There are many reasons why couples choose to live together without getting married. Some couples may be planning a wedding and want to make sure they are compatible; some may not be interested in marriage. Some may not even be true couples at all, but platonic roommates looking to save a little money by sharing a space.
If you are living together, you should consider a Cohabitation Agreement. A Cohabitation Agreement is a legally binding contract, enforceable under North Carolina law, which can outline issues like the dispersal of assets and debts, healthcare decisions, and estate planning issues, among others. Interestingly, these agreements are not restricted to only those in a romantic relationship. If you are just sharing expenses with someone, think of it more as a roommate agreement.
- Roommate Cohabitation Agreements work well in addressing things like who brought what into the housing (furniture, tv’s, etc.), who will pay what for any maintenance expenses not covered by the landlord if renting, or that are incurred by the owner/roommate while you are there, who will mow the yard, division of food costs, etc. While this is not common, a Cohabitation Agreement between roommates, like the one Sheldon delighted in drafting and quoting in Big Bang Theory, are a very good idea.
- Romantic Partner Cohabitation Agreements are more common. If you are in a serious and long-term romantic relationship where you are likely to intertwine your finances in some way or another, having this type of agreement in place is very important. Many people do not realize that if you are not married to someone, North Carolina does not recognize civil unions, domestic partnerships, or common law marriage. Other states have recognized these alternative forms of living together for a romantic purpose, but in the Winston-Salem, Greensboro, and High Point Triad region, as well as the rest of the state, if you live together without a Cohabitation Agreement and then break up, there is no legal recourse for the division of property other than that applying to any two people who might live together or not.
# # #
• Given request: According to the cohabitation agreement text, which three alternative forms of living together does North Carolina not recognize?
# # #
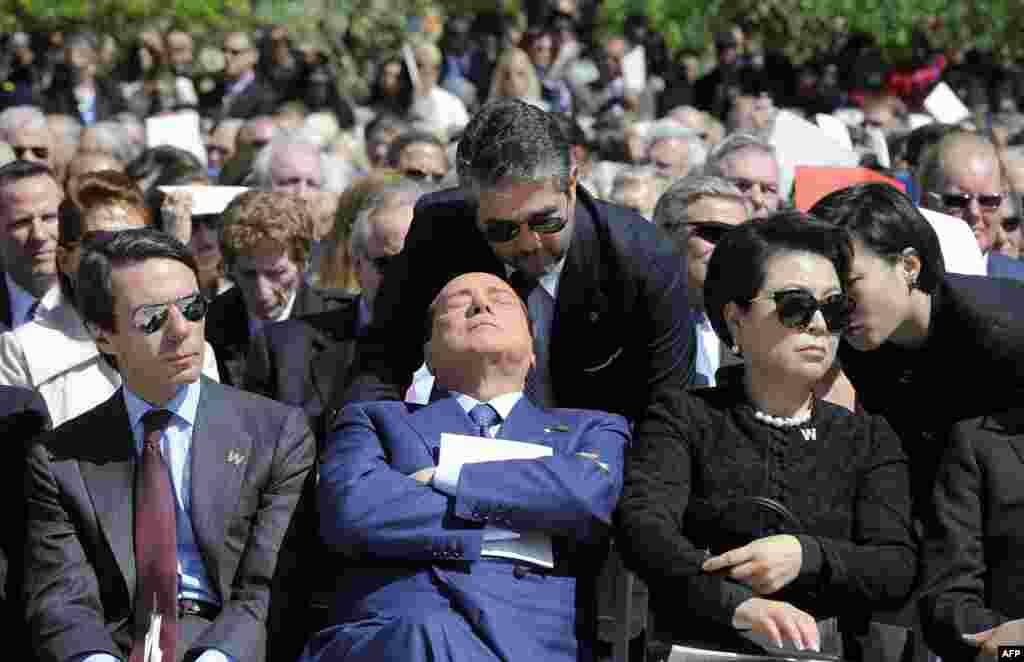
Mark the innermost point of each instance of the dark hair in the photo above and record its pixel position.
(511, 138)
(887, 222)
(100, 254)
(17, 170)
(166, 166)
(737, 267)
(408, 138)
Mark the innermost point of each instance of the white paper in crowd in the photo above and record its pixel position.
(458, 450)
(945, 106)
(635, 71)
(960, 248)
(798, 141)
(410, 58)
(179, 129)
(836, 129)
(208, 200)
(877, 140)
(918, 120)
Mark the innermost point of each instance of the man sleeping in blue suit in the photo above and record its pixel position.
(422, 580)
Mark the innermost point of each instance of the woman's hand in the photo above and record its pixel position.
(990, 639)
(779, 621)
(765, 565)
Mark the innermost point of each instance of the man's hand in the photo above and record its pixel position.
(424, 476)
(989, 640)
(765, 565)
(176, 214)
(779, 621)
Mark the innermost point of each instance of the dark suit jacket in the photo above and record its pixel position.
(80, 574)
(973, 554)
(1004, 266)
(299, 361)
(971, 365)
(23, 417)
(621, 334)
(256, 99)
(227, 326)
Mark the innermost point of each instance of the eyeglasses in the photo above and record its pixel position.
# # #
• The output: Civil unions, domestic partnerships, and common law marriage.